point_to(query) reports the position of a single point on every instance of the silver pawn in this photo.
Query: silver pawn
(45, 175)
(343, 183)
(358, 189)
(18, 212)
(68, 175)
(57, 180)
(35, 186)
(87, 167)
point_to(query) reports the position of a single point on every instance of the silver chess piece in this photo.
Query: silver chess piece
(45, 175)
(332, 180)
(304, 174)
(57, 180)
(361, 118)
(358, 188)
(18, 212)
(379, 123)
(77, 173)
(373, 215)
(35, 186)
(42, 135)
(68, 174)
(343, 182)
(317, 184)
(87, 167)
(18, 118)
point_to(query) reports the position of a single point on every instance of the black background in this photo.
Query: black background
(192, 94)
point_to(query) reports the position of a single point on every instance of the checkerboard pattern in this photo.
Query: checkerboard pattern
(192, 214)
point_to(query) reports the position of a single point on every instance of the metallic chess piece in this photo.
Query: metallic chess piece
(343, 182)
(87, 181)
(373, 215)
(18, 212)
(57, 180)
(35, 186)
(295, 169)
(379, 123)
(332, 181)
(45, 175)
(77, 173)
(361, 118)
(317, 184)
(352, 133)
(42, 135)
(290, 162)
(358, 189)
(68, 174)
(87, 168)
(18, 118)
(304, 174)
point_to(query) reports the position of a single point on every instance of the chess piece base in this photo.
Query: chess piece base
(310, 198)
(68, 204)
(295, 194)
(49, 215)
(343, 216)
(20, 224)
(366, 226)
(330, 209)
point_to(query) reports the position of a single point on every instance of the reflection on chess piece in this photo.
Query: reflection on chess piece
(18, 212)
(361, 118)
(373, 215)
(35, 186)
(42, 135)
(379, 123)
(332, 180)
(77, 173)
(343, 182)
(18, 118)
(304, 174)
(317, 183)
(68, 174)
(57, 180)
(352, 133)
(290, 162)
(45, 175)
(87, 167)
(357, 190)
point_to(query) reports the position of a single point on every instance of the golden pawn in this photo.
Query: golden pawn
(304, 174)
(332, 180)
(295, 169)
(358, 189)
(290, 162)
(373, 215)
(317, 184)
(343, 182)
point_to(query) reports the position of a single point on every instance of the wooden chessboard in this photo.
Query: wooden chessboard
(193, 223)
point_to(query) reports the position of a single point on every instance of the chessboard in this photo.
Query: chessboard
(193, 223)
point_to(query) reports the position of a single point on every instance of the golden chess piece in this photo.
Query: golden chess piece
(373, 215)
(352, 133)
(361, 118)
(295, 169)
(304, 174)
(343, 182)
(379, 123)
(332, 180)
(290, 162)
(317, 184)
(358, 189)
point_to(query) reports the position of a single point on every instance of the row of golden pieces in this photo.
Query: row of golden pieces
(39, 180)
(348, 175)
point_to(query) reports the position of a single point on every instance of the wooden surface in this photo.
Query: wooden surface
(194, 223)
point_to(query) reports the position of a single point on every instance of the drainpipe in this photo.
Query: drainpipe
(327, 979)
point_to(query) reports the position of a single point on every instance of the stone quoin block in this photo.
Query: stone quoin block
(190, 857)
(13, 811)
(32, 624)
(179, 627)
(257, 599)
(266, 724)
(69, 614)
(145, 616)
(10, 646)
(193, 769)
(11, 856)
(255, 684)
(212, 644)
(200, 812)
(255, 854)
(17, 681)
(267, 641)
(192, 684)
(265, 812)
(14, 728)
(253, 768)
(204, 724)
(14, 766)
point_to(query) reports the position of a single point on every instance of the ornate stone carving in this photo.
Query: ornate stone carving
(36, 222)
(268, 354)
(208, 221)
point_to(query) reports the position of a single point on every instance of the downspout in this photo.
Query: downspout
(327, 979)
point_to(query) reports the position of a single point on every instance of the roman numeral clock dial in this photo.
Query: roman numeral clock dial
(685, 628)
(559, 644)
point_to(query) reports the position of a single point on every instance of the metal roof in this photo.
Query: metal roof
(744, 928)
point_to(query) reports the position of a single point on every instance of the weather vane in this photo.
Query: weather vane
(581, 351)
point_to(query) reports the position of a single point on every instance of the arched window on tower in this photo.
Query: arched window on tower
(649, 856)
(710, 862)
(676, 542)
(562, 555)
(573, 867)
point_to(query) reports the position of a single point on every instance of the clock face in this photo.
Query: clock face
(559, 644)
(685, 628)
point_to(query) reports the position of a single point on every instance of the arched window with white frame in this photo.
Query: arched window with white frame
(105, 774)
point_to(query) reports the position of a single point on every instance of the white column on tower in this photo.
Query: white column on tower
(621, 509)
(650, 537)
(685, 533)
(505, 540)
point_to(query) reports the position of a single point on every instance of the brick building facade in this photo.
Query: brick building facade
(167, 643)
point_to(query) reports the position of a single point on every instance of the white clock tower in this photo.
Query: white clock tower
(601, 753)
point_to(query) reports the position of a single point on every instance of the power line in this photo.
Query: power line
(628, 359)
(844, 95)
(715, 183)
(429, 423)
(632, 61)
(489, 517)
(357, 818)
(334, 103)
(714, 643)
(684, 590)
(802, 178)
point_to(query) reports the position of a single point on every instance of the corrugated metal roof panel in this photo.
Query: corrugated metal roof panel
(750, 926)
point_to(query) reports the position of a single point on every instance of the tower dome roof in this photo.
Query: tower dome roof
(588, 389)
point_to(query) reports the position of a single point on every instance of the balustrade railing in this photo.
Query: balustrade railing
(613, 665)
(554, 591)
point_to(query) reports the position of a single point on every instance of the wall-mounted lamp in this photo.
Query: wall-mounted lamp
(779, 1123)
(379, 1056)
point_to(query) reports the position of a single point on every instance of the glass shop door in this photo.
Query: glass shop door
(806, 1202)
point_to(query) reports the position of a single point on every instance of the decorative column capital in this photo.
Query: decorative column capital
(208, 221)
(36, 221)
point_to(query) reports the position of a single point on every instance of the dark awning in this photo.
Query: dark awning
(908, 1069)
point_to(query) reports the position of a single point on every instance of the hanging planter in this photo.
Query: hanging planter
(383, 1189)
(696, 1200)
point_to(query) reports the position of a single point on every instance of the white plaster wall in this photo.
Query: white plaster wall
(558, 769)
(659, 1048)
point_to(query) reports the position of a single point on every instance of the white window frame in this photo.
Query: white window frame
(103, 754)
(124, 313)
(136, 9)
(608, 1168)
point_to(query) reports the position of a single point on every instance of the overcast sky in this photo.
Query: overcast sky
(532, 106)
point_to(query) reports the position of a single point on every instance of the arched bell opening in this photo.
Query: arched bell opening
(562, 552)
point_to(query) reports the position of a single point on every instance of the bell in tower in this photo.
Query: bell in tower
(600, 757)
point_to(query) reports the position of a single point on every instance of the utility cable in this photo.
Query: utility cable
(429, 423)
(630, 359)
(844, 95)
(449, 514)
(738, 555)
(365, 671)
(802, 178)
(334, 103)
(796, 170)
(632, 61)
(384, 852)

> **EXERCISE DETAILS**:
Extract each record, keeping it identical to the original.

> **WORKED ANSWER**:
point_to(query) reports the position of a single point on every instance of the silver pawn in this photo.
Query: silver pawn
(45, 175)
(343, 183)
(358, 189)
(18, 212)
(68, 175)
(57, 180)
(35, 186)
(87, 167)
point_to(query) reports the position of a single point on every instance of the silver chess piece in this photo.
Query: silver chess piece
(45, 175)
(332, 180)
(304, 174)
(57, 180)
(361, 118)
(358, 188)
(18, 212)
(379, 123)
(77, 173)
(373, 215)
(35, 186)
(42, 135)
(68, 174)
(343, 182)
(317, 184)
(87, 167)
(18, 118)
point_to(query) reports the position of a single point on every instance of the black background in this photo.
Query: black background
(192, 94)
point_to(query) reports the position of a single point on every instance of the checkerboard pattern in this photo.
Query: checkerboard pattern
(192, 214)
point_to(query) reports the position of a single point on every instance of the metallic chess piece in this photo.
Query: metallic chess piece
(343, 182)
(87, 181)
(373, 215)
(18, 212)
(57, 180)
(35, 186)
(295, 169)
(379, 123)
(332, 181)
(45, 175)
(77, 173)
(361, 118)
(317, 184)
(352, 133)
(42, 135)
(290, 162)
(358, 189)
(68, 174)
(87, 168)
(18, 118)
(304, 174)
point_to(query) reports the position of a single point on every instance of the chess piece base in this photo.
Query: chess piece base
(310, 198)
(68, 204)
(295, 194)
(49, 215)
(343, 216)
(20, 224)
(366, 226)
(330, 209)
point_to(query) reports the position of a single point on every instance of the reflection on chess piece in this photo.
Query: reflection on chess piece
(18, 212)
(361, 118)
(373, 215)
(35, 186)
(42, 135)
(379, 123)
(332, 180)
(77, 173)
(343, 182)
(18, 118)
(304, 174)
(317, 183)
(68, 174)
(57, 180)
(352, 133)
(290, 162)
(45, 175)
(87, 167)
(357, 190)
point_to(query) reports the position of a single point on every instance of the golden pawn in this photo.
Query: golden pawn
(304, 174)
(332, 180)
(295, 169)
(358, 189)
(290, 162)
(373, 215)
(317, 184)
(343, 182)
point_to(query) reports the position of a single point on every instance of the wooden chessboard in this photo.
Query: wooden chessboard
(193, 223)
point_to(query) reports the position of a single point on every instance of the chessboard in this photo.
Query: chessboard
(193, 223)
point_to(query) reports the position of a single point on every instance of the golden chess piece in this photo.
Query: golden chess piece
(373, 215)
(352, 133)
(361, 118)
(295, 169)
(304, 174)
(343, 182)
(379, 123)
(332, 180)
(290, 162)
(317, 184)
(358, 189)
point_to(query) reports the position of a single point on every instance of the row of golden pieces in this photo.
Query: row of golden pieces
(39, 180)
(348, 175)
point_to(query) reports the position of a single point on every instance of the wooden surface in this photo.
Query: wooden surface
(194, 223)
point_to(query) reports the position of a single point on every instance of the drainpipe in this photo.
Query: drainpipe
(327, 979)
point_to(query) reports the position of a single point on every instance of the stone quoin block in this photo.
Query: stone quoin block
(190, 857)
(13, 811)
(32, 624)
(179, 627)
(257, 599)
(266, 724)
(69, 614)
(145, 616)
(10, 646)
(193, 769)
(11, 856)
(255, 684)
(212, 644)
(200, 812)
(255, 854)
(17, 681)
(267, 641)
(192, 684)
(265, 812)
(14, 728)
(253, 768)
(204, 724)
(14, 766)
point_to(query) reports the position of a single point on every instance of the ornate stone carving in this photo.
Query: ornate stone carving
(36, 222)
(268, 354)
(208, 221)
point_to(query) reports the position of a single point on every instance of the downspout in this photo.
Query: downspout
(327, 979)
point_to(query) reports the position of a single point on every instance of the roman numeral clock dial in this photo.
Query: roman numeral clock dial
(685, 628)
(559, 644)
point_to(query) reports the position of a single point on every instance of the metal roof in this photo.
Query: metal roof
(744, 928)
point_to(query) reports the position of a single point on every instance of the weather vane in this photo.
Query: weather vane
(581, 351)
point_to(query) reports the position of a single point on every instance of the arched window on tower in this photo.
Query: arched window on tower
(649, 856)
(710, 862)
(676, 542)
(562, 555)
(573, 867)
point_to(query) reports the position of a single point on every instance of the clock face in this photo.
Query: clock face
(559, 644)
(685, 628)
point_to(query) reports the position of a single point on every instance of the arched window with white frame in this photo.
Query: arched window with white frame
(105, 774)
point_to(query) reports the position of a single point on every instance of the white column on tower in this photo.
Query: white column on tower
(621, 509)
(650, 537)
(685, 533)
(505, 540)
point_to(query) reports the position of a single point on every instance of the brick building facade in this photo.
Query: brick building facade
(167, 643)
point_to(query) reports the position of a single point on every instance of the white clock tower in this photo.
Query: white clock tower
(601, 753)
point_to(query) reports the position of a single point on every instance of the power line in this photo.
Query: power line
(628, 359)
(844, 95)
(715, 183)
(429, 423)
(632, 61)
(489, 517)
(357, 818)
(334, 103)
(714, 643)
(684, 590)
(802, 178)
point_to(query) reports the position of a single point on every instance of the corrugated metal roof panel in this photo.
Query: corrugated metal roof panel
(750, 926)
point_to(query) reports the position of a single point on every instance of the tower dome roof in this photo.
Query: tower dome roof
(588, 389)
point_to(query) reports the position of a single point on every instance of the balustrade railing in this photo.
Query: balustrade railing
(613, 665)
(554, 591)
point_to(query) reports the position of a single point on every instance of the wall-mounted lamp in this photo.
Query: wall-mounted lamp
(779, 1123)
(379, 1056)
point_to(query) reports the position of a single point on every instance of the glass shop door in this photo.
Query: glass shop door
(806, 1202)
point_to(query) reports the position of a single point on every instance of the decorative column capital in this photo.
Query: decorative column capital
(208, 221)
(36, 221)
point_to(query) reports the position of a single point on every instance of the dark awning in this photo.
Query: dark awning
(908, 1069)
point_to(query) reports the position of a single point on every instance of the hanging planter in this photo.
Query: hanging planter
(383, 1189)
(696, 1200)
point_to(query) reports the position of a single point on every instance of the white plaster wall in this photo.
Query: white plaster wall
(558, 769)
(659, 1048)
point_to(query) reports the position of a single point on every instance of the white window frame in this photo.
Query: white window frame
(103, 754)
(124, 313)
(136, 9)
(608, 1168)
point_to(query) reports the position of a single point on every instance of the overcast sky in this photo.
Query: overcast sky
(532, 106)
point_to(query) reports the position of a single point on every instance of the arched bell opening in this photo.
Query: arched bell opening
(562, 552)
point_to(query) reports the position of a single point on every instance of the bell in tower in this photo.
Query: bell in tower
(600, 757)
point_to(query) reports the position of a single point on every instance of the utility cable in this photo.
Query: utility cable
(429, 423)
(630, 359)
(844, 95)
(449, 514)
(738, 555)
(365, 671)
(802, 178)
(334, 103)
(796, 170)
(632, 61)
(384, 852)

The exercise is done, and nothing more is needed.